_Section du document_:

Quel symbole que l’inusable élu « plébiscit[é] » par le très riche 7e arrondissement, Action française, fasciste (Croix de Feu), factieux du 6 février, protecteur des concierges mués en indicateurs de police (et que dire de leur efficacité, pas seulement dans l’entre-deux-guerres, mais aussi sous l’Occupation, contre les rouges et les juifs ?), dévoué à son intime, l’épouvantable préfet de police Jean Chiappe (mort prématurément, lui, en avion, dans sa gloire vichyste de novembre 1940, en rejoignant son poste de « haut-commissaire de France au Levant »).
Pronazi d’avant-guerre, comme tous ses semblables, Frédéric-Dupont avait été un collaborationniste actif, notamment nommé vice-président du Conseil de Paris – présidé jusqu’à la Libération par l’industriel Pierre Taittinger. Tous deux, antisémites de choc et intimes dans l’entre-deux-guerres de ce qui devint le gratin du Commissariat général aux questions juives, dont leur « cher ami » commun, son chef (depuis mai 1942), Darquier de Pellepoix , s’illustrèrent dans l’aryanisation des biens juifs . Frédéric-Dupont, comme avocat, avait à l’occasion défendu des « juifs “intéressants” » (de même que, à ses dires, Darquier de Pellepoix lui-même) . Selon l’usage, il quitta le navire, rappelle Vuillard, en 1944, « un quart d’heure avant le déluge », et reçut pour son héroïsme depuis 1940 la Médaille de la Résistance et la Légion d’honneur.
L’écrivain n’a pas omis le volet de « gauche » du soutien permanent à la guerre coloniale, celui du réputé libéral Viollette, « le caïd de l’Eure-et-Loir » : l’ancien gouverneur de l’Algérie du Cartel des Gauches (nettement moins libéral que ne le serine la réputation usurpée du timide projet Blum-Viollette, resté dans les tiroirs comme tant de « réformes »), demeurait attaché au maintien colonial en tout lieu et par tous les moyens.
Et que dire des hypocrites trémolos de Daniel Mayer, dirigeant SFIO aussi colonialiste que la gauche ouvertement « modérée » et que son parti ? L’ex-secrétaire général semblait pencher pour le « ni-ni », saluant les morts, « sans exception », avant d’annuler cette version de « gauche » par son « hommage respectueux et déférent » à nos « soldats » : membre de « la grande coalition », autour de la défense de « l’ordre social […,] Daniel Mayer est assez content de son effet. »
À cette guerre à « un milliard par jour », ce qui n’est jamais trop, pas comme pour les pauvres, pour lesquels ne vaut que « le réalisme comptable », seul, au sein de la coalition des défenseurs de « l’ordre social », s’opposa Pierre Mendès France. L’auteur lui rend un vibrant et long hommage pour sa courageuse position, « inadmissible […] pour la plupart des députés ». Éloge excessif pour un anticolonialisme moins pur qu’il ne semble.

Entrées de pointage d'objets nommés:

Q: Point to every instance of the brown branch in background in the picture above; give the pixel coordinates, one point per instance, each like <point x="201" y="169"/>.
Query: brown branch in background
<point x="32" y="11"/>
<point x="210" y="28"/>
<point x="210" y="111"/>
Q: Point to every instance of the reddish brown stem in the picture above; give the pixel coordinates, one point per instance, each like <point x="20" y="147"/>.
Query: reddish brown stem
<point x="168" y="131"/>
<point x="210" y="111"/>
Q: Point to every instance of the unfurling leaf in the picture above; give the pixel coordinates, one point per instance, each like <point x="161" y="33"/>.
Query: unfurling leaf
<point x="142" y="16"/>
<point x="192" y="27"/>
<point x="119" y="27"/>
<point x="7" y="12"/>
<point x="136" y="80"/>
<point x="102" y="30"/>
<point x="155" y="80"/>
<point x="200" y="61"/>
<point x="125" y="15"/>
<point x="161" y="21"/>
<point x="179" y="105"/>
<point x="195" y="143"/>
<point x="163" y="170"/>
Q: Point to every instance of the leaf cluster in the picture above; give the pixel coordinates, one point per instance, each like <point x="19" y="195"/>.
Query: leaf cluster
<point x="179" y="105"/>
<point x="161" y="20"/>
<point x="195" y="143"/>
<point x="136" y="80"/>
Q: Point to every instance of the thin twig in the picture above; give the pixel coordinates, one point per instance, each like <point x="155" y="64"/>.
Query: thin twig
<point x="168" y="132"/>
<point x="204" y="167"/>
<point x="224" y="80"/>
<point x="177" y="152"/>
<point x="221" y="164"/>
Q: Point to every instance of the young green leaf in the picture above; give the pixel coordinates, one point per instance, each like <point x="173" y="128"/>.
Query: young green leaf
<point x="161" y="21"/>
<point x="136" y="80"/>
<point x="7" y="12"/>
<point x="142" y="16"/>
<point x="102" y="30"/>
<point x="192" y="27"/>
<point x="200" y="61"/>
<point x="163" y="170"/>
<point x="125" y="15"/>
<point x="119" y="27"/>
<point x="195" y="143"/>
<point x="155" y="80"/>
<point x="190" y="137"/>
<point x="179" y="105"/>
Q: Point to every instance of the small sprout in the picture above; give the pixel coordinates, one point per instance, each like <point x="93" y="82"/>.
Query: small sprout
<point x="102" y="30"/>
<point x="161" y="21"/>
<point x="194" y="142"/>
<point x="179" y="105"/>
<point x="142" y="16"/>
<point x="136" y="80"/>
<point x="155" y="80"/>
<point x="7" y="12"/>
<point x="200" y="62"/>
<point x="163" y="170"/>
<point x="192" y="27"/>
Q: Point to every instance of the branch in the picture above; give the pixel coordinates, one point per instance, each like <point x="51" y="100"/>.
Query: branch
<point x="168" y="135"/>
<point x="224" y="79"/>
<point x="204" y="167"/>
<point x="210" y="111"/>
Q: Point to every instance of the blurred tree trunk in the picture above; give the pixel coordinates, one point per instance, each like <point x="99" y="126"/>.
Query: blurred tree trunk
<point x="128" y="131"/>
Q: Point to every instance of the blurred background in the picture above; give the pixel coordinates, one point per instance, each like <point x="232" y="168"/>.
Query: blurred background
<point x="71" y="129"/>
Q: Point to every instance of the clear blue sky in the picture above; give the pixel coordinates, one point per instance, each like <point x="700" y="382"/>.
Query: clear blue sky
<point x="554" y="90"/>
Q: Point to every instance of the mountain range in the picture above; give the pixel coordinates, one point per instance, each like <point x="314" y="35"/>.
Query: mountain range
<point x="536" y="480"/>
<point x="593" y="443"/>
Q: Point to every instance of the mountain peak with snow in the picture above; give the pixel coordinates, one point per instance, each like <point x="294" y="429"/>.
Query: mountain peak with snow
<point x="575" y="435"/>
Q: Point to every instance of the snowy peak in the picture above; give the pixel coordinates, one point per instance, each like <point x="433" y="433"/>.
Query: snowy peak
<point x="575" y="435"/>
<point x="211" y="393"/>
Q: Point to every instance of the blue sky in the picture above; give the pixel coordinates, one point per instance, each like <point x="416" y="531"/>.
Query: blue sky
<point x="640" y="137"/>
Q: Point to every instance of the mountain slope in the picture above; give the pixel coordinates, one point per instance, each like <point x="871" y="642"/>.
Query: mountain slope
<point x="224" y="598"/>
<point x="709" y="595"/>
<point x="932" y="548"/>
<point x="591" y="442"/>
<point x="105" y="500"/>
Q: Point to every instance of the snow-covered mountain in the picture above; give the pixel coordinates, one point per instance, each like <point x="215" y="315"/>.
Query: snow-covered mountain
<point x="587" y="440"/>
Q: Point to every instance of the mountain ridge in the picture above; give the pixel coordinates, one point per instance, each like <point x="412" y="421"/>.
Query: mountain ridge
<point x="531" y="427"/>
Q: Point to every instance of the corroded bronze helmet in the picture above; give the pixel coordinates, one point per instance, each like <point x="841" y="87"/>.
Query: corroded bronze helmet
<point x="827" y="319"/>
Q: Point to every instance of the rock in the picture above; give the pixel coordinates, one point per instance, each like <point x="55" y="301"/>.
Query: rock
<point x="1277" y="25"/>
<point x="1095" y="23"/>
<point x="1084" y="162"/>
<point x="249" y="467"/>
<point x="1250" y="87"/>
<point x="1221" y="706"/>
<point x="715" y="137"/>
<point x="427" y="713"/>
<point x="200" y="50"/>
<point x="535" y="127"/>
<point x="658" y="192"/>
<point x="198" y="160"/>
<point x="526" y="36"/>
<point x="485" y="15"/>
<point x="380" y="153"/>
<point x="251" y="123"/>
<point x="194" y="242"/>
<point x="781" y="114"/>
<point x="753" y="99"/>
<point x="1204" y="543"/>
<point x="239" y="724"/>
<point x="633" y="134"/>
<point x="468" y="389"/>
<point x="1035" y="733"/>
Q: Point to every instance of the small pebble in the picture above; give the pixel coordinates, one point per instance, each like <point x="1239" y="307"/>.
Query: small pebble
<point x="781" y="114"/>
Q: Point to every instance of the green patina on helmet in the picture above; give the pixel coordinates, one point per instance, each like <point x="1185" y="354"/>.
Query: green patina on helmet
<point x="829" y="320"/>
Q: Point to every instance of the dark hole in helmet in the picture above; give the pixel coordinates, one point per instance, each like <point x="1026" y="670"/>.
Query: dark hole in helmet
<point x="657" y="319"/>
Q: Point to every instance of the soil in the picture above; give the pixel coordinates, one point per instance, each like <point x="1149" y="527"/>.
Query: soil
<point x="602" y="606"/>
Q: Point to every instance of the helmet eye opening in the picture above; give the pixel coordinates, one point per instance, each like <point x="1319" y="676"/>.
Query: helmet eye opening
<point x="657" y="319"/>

_Énoncé 1_: Recopiez la partie de la section du document qui commence aux mots « Pronazi d’avant-guerre, comme » et s'arrête après « la Légion d’honneur. », en renommant « Darquier de Pellepoix » en « Louis Darquier ».
_Énoncé 2_: Rédigez la suite de la section du document à partir de sa dernière phrase, s'il vous plaît.
Les lignes ne sont d'aucune utilité ici.

_Réponse finale 1_:
Pronazi d’avant-guerre, comme tous ses semblables, Frédéric-Dupont avait été un collaborationniste actif, notamment nommé vice-président du Conseil de Paris – présidé jusqu’à la Libération par l’industriel Pierre Taittinger. Tous deux, antisémites de choc et intimes dans l’entre-deux-guerres de ce qui devint le gratin du Commissariat général aux questions juives, dont leur « cher ami » commun, son chef (depuis mai 1942), Louis Darquier , s’illustrèrent dans l’aryanisation des biens juifs . Frédéric-Dupont, comme avocat, avait à l’occasion défendu des « juifs “intéressants” » (de même que, à ses dires, Louis Darquier lui-même) . Selon l’usage, il quitta le navire, rappelle Vuillard, en 1944, « un quart d’heure avant le déluge », et reçut pour son héroïsme depuis 1940 la Médaille de la Résistance et la Légion d’honneur.

_Réponse finale 2_:
Les députés communistes eussent ici mérité mention pour le combat courageux, et solitaire, pour l’indépendance de l’Indochine qui contribua tant à leur isolement des années 1950, à l’heure où Washington dictait visiblement tout, sans la moindre pudeur – la règle en est aujourd’hui établie –, aux « élites » atlantiques françaises, pratiques maccarthystes systématiques comprises.
D’autant plus que Mendès France, certes en public un des hommes les plus francs de « la grande coalition » de défense de « l’ordre social » (pour la lucidité, hors de l’écrit officiel et des micros, ils se valaient tous), refusa de compter les voix du PCF quand la défaite écrasante de Dien Bien Phu (7 mai 1954) lui fait, comme président du Conseil, assumer la « sortie » d’Indochine.
Ce rejet des voix des élus communistes ainsi exclus de la communauté nationale – c’était l’habitude, à nouveau, depuis mai 1947 – ne lui fut pas seulement inspiré par son indéniable anticommunisme personnel. Mendès France était animé par la ferme volonté de plaire à l’« allié américain », qui lorgnait la succession indochinoise et qui le flagorna alors à l’envi.
Le 18 juin 1954, l’ambassadeur à Washington Henri Bonnet, inconditionnellement inféodé au guide américain depuis 1945, exulta autant que le New York Times : le président du Conseil pressenti a, pour le vote d’investiture, « rejeté les voix communistes, “infligeant à ce parti […] la rebuffade la plus cinglante que les amis de M. Thorez aient subie dernièrement à l’Assemblée nationale.” »
Ce veto opportun ne grandit pas le grand homme, dont l’intimité, atlantiste et « européenne », avec les milieux « démocrates » américains – porteurs d’une politique bipartisane unifiée – ne s’était jamais démentie depuis qu’il avait représenté la France (de De Gaulle encore à Alger) aux accords financiers de Bretton Woods de juillet 1944 instaurant l’hégémonie absolue du dollar.
La fracassante défaite de Cao Bang, en 1950 (septembre-octobre 1950) apparaît comme la sinistre répétition générale de Dien Bien Phu. Elle ouvre magnifiquement l’époque ultime de la « sale guerre », avec son cortège de badernes imbues d’elles-mêmes et sous-estimant l’adversaire. L’examen des chefs militaires se succédant ensuite au poste de haut-commissaire et d’après-Libération), à Navarre, est dominé par le spectaculaire compte rendu de la visite à Washington du pitoyable de Lattre.
Vuillard est aussi implacable que le courageux journaliste franco-américain, Jean Davidson, un des responsables du bureau de l’AFP à Washington de 1945 à 1953. Celui qui, dégoûté, avait abandonné le journalisme de complaisance en juin 1953 en quittant Washington, consacra un savoureux chapitre à de Lattre et à ses ahurissantes crises de vanité. Un de Lattre tout disposé à larguer en compagnie des États-Unis, maîtres des ressources militaires, des bombes atomiques, et plus seulement des bombes « traditionnelles » et du napalm, sur le Vietnam, mais ravagé à l’idée de passer à cette occasion, réalité oblige, « sous les ordres du jeune Ridgway ».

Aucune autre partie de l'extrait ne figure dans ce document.